**Document excerpt:**
Thursday, October 23, 2014

RhineBeck! And it Feels More Like Novermber than October.....


I know, I should not complain about the weather, but it has been grey and gloomy and damp ever since I returned from my trip to New York for the Sheep & Wool Festival at Rhinebeck.  Wow, this was a festival to be experienced for sure.  Huge.  It was about a 10 hour drive and the 3 of us managed to chat just about the entire way out and back.  We don't all get together often.  I chose not to carry my camera into the festival, which I think was a wise decision because inside the buildings it was hard to move without bumping into people.  We speculated probably 40,000 people were at the fairgrounds on Saturday.  I cannot seem to find any official numbers anywhere, but goodness, it was crowded!  We shopped and ate and watched a herding dog demo and tasted wine and cheese and basically wore ourselves out.  I had arranged ahead of time to meet a lady from New Hampshire who was selling a loom I wanted to buy and I met her in the parking lot around noon and money and loom changed hands.  I am now the proud owner of a 24" Leclerc compact loon with 8 harnesses.  Half the weaving size of my rug loom, but twice the number of harnesses which means I can weave more intricate designs.  This loom will be kept at the house.  So I now have a 4 harness 24" loom for sale.  Anyone?



 Here is most of my "haul" from the festival.  Left to right is merino/tencel spinning fiber, 100% tencel yarn (hoping to be warp for a shawl), a spinning bat which has wool, silk and sparkle.  This will be fun because you just pull from the center as you spin and it changes colors.  And rug warp.  Not pictured is a bottle of Cabernet Franc from a local winery.  A personal favorite of mine.


Speaking of rugs, I just took my 2 latest off the loom:

 




Very pleased with how they came out.  I will likely be re-warping the rug loom next week .

This morning, as I was getting ready to come in to the office, Sam was playing chimney sweep on the roof (I can't think of this without hearing Dick Van Dyke singing in my head).  It's about time to think of lighting the wood stove and we wanted to be sure there was nothing obstructing the chimney.  We had a chimney fire a few years back and don't want to have that again:  chimney fire March 2010  






I am sure Sam hates being up on that roof more than I hate him being up there!


Sam and I were discussing just yesterday how abundant  nuts of all types seem to be this year, walnuts, acorns, hickory nuts, buckeyes, etc.  The squirrels are very busy storing them away, but they don't have to look far to find them.  I thought I would write a bit about the black walnuts, which are prolific here.  The trees are the last to leaf out in spring and the first to lose their leaves in fall it seems.



This year, they are loaded with nuts a bit smaller than a tennis ball and about the same color.  The nuts have a thick hull on them that is just full of tannins which will stain everything it touches a yellow brown color.  It makes the hulls excellent for natural dyeing, if you desire a brown result.  In order to use the walnuts, this hull must be removed, which is very messy, and then the nuts in their shells need to dry for a while.  I think I have dried them on a screen in a cool place about 3 weeks.  Then comes the hard part.  Black walnut shells are extremely hard.  I have yet to find an easy way to crack them.  Conventional nut-crackers do not work.  The best method I have found is a cement sidewalk and a hammer.  Then, you have to pick the pieces of nutmeat from the resulting mess of crushed shell.  Not fun and very time-consuming.  This, along with the fact that black walnuts are much more bitter than English walnuts, is why I really don't bother with them and I leave them to the squirrels.

**Exercise goal:** Retype the blog post word for word, starting at "Here is most" and ending after "next week .". Rely only on the blog post above.

**Material supplied:**
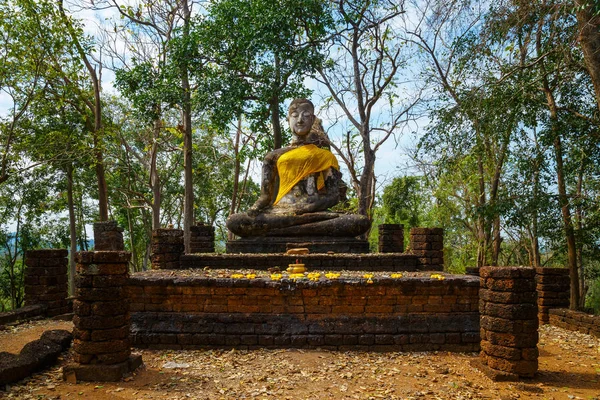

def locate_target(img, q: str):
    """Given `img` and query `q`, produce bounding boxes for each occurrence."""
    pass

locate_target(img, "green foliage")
[190,0,330,140]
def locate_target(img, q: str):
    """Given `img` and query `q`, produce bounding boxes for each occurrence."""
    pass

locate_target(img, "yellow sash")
[273,144,340,204]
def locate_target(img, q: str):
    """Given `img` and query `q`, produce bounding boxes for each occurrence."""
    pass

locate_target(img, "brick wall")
[150,229,184,269]
[479,267,538,381]
[409,228,444,271]
[25,249,71,317]
[548,308,600,337]
[128,271,479,351]
[179,253,432,271]
[189,222,215,253]
[378,224,404,253]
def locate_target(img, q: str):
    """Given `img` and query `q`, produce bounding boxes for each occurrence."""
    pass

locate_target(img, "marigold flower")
[271,274,283,281]
[307,272,321,282]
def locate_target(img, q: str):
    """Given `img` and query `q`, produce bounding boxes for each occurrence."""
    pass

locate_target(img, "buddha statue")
[227,99,370,238]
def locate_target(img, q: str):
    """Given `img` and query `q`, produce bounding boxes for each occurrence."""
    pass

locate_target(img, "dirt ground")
[0,321,600,400]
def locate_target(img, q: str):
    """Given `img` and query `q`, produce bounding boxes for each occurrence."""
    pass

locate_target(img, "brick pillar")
[479,267,539,381]
[410,228,444,271]
[378,224,404,253]
[151,229,184,269]
[535,268,571,325]
[64,251,141,381]
[190,222,215,253]
[25,249,71,317]
[94,221,125,251]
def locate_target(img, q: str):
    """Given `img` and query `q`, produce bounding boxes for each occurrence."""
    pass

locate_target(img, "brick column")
[64,251,141,381]
[479,267,539,381]
[25,249,71,317]
[151,229,184,269]
[190,222,215,253]
[378,224,404,253]
[535,268,571,324]
[410,228,444,271]
[94,221,125,251]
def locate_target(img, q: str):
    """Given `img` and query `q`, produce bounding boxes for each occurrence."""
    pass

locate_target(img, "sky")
[0,2,426,192]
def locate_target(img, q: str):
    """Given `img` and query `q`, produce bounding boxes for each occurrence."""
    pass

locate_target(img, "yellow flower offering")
[307,272,321,282]
[325,272,340,279]
[271,274,283,281]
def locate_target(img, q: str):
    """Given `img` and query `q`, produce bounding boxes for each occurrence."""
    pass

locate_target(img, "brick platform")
[410,228,444,271]
[190,223,215,253]
[150,229,184,269]
[128,271,479,351]
[94,221,125,251]
[535,268,571,324]
[377,224,404,253]
[478,267,538,381]
[25,249,71,317]
[63,251,141,381]
[225,236,369,254]
[178,253,432,271]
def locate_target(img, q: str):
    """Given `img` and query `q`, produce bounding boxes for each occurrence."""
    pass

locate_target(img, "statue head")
[288,99,315,136]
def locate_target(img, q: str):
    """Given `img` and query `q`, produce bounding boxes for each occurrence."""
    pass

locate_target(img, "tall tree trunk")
[180,0,194,254]
[575,158,587,310]
[271,96,283,149]
[150,118,162,230]
[67,162,77,296]
[270,53,283,149]
[536,15,580,310]
[127,208,140,272]
[575,0,600,112]
[531,163,541,268]
[553,134,580,310]
[358,139,375,218]
[58,0,108,221]
[227,113,242,240]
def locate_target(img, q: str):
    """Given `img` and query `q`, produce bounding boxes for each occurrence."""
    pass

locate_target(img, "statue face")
[288,103,315,136]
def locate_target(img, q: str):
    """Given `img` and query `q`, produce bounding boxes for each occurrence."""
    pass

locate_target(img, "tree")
[574,0,600,115]
[58,0,108,221]
[106,0,181,229]
[194,0,331,149]
[317,0,419,216]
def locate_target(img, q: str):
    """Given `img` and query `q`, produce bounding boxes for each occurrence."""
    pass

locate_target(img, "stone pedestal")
[189,222,215,254]
[63,251,141,381]
[25,249,71,317]
[378,224,404,253]
[478,267,539,381]
[150,229,184,269]
[94,221,125,251]
[410,228,444,271]
[535,268,571,324]
[226,236,369,254]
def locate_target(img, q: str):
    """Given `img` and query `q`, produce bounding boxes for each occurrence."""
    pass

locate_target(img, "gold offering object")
[286,264,306,274]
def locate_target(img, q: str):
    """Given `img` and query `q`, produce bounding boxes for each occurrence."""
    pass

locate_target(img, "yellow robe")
[273,144,340,204]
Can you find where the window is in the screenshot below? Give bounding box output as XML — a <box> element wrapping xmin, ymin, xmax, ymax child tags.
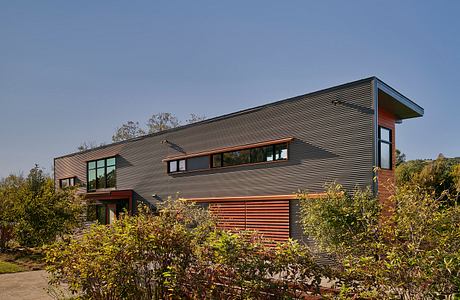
<box><xmin>59</xmin><ymin>177</ymin><xmax>75</xmax><ymax>189</ymax></box>
<box><xmin>168</xmin><ymin>159</ymin><xmax>187</xmax><ymax>173</ymax></box>
<box><xmin>212</xmin><ymin>143</ymin><xmax>288</xmax><ymax>168</ymax></box>
<box><xmin>379</xmin><ymin>127</ymin><xmax>392</xmax><ymax>170</ymax></box>
<box><xmin>87</xmin><ymin>157</ymin><xmax>116</xmax><ymax>191</ymax></box>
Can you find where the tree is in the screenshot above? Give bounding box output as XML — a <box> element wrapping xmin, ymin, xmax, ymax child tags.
<box><xmin>147</xmin><ymin>112</ymin><xmax>180</xmax><ymax>133</ymax></box>
<box><xmin>77</xmin><ymin>142</ymin><xmax>105</xmax><ymax>152</ymax></box>
<box><xmin>299</xmin><ymin>184</ymin><xmax>460</xmax><ymax>299</ymax></box>
<box><xmin>186</xmin><ymin>113</ymin><xmax>206</xmax><ymax>124</ymax></box>
<box><xmin>112</xmin><ymin>121</ymin><xmax>145</xmax><ymax>142</ymax></box>
<box><xmin>0</xmin><ymin>175</ymin><xmax>25</xmax><ymax>251</ymax></box>
<box><xmin>396</xmin><ymin>149</ymin><xmax>406</xmax><ymax>166</ymax></box>
<box><xmin>7</xmin><ymin>165</ymin><xmax>84</xmax><ymax>247</ymax></box>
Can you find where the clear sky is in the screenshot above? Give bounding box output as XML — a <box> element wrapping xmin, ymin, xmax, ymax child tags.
<box><xmin>0</xmin><ymin>0</ymin><xmax>460</xmax><ymax>177</ymax></box>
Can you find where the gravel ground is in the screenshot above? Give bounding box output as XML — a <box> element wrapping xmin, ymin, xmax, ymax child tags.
<box><xmin>0</xmin><ymin>271</ymin><xmax>52</xmax><ymax>300</ymax></box>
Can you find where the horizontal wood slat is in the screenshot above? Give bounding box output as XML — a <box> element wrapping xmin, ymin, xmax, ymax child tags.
<box><xmin>209</xmin><ymin>198</ymin><xmax>289</xmax><ymax>242</ymax></box>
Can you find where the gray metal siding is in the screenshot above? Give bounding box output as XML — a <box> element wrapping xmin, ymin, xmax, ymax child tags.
<box><xmin>55</xmin><ymin>81</ymin><xmax>373</xmax><ymax>207</ymax></box>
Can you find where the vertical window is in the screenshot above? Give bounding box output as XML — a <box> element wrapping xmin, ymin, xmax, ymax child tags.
<box><xmin>168</xmin><ymin>159</ymin><xmax>187</xmax><ymax>173</ymax></box>
<box><xmin>59</xmin><ymin>177</ymin><xmax>75</xmax><ymax>189</ymax></box>
<box><xmin>87</xmin><ymin>157</ymin><xmax>116</xmax><ymax>191</ymax></box>
<box><xmin>379</xmin><ymin>127</ymin><xmax>393</xmax><ymax>170</ymax></box>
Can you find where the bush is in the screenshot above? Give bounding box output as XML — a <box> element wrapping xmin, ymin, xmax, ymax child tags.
<box><xmin>0</xmin><ymin>166</ymin><xmax>84</xmax><ymax>249</ymax></box>
<box><xmin>46</xmin><ymin>200</ymin><xmax>324</xmax><ymax>299</ymax></box>
<box><xmin>299</xmin><ymin>185</ymin><xmax>460</xmax><ymax>299</ymax></box>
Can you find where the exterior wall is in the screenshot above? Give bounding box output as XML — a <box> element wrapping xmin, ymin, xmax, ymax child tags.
<box><xmin>55</xmin><ymin>80</ymin><xmax>374</xmax><ymax>210</ymax></box>
<box><xmin>378</xmin><ymin>108</ymin><xmax>396</xmax><ymax>212</ymax></box>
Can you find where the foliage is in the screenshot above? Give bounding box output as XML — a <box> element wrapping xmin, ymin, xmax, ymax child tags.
<box><xmin>112</xmin><ymin>121</ymin><xmax>145</xmax><ymax>142</ymax></box>
<box><xmin>147</xmin><ymin>112</ymin><xmax>180</xmax><ymax>133</ymax></box>
<box><xmin>0</xmin><ymin>166</ymin><xmax>83</xmax><ymax>248</ymax></box>
<box><xmin>299</xmin><ymin>185</ymin><xmax>460</xmax><ymax>299</ymax></box>
<box><xmin>396</xmin><ymin>154</ymin><xmax>460</xmax><ymax>200</ymax></box>
<box><xmin>299</xmin><ymin>184</ymin><xmax>380</xmax><ymax>255</ymax></box>
<box><xmin>0</xmin><ymin>175</ymin><xmax>25</xmax><ymax>251</ymax></box>
<box><xmin>0</xmin><ymin>261</ymin><xmax>24</xmax><ymax>274</ymax></box>
<box><xmin>47</xmin><ymin>200</ymin><xmax>324</xmax><ymax>299</ymax></box>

**Task response:**
Here is most of my "haul" from the festival.  Left to right is merino/tencel spinning fiber, 100% tencel yarn (hoping to be warp for a shawl), a spinning bat which has wool, silk and sparkle.  This will be fun because you just pull from the center as you spin and it changes colors.  And rug warp.  Not pictured is a bottle of Cabernet Franc from a local winery.  A personal favorite of mine.


Speaking of rugs, I just took my 2 latest off the loom:

 




Very pleased with how they came out.  I will likely be re-warping the rug loom next week .